CHECK YOUR UNDERSTANDING -
A. In the Towerborne preview, which weapon class goes with the Shadowstriker?
B. According to the Towerborne preview, why does the solo path with recruitable companions matter?

SUPPLIED TEXT -
The heart of any brawler is feel, and Towerborne’s kit suggests a focus on flexible role expression rather than rigid meta. You’ve got four weapon classes—Warclub (Pyroclast), Gauntlets (Rockbreaker), Dual Daggers (Shadowstriker), and Sword and Shield (Sentinel). That’s a healthy spread: bruiser, brawler, rogue, and defender. Each looks tuned for distinct risk/reward loops, and the “danger” slider lets you scale challenge to your squad’s appetite. Buildcraft matters—Stoic wants the low skill floor/high ceiling balance that keeps casual runs fun and hardcore chasers theorycrafting.

What sold me in the trailers wasn’t just the flashy supers; it was the group rhythm. The announcement setup—Aces leaving The Belfry’s safety to reclaim a grid of hostile zones—gives the co-op a clear tempo: push out, secure, improve the city’s prospects. The “Fight as one” tagline isn’t just marketing if the class synergies land. And crucially, there’s a solo path with recruitable companions, which matters for those of us who can’t always wrangle three friends on a Tuesday night.

(Data entries)
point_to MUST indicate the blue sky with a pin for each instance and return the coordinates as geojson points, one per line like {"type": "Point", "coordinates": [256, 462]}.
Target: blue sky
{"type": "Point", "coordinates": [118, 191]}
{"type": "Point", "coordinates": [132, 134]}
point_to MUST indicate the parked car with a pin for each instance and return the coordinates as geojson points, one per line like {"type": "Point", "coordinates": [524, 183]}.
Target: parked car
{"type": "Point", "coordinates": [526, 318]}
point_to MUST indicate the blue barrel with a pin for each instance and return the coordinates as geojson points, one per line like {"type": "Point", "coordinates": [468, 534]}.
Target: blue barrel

ANSWERS TO THE TASKS -
A. Dual Daggers.

B. It matters for players who can't always get three friends together to play, such as on a Tuesday night.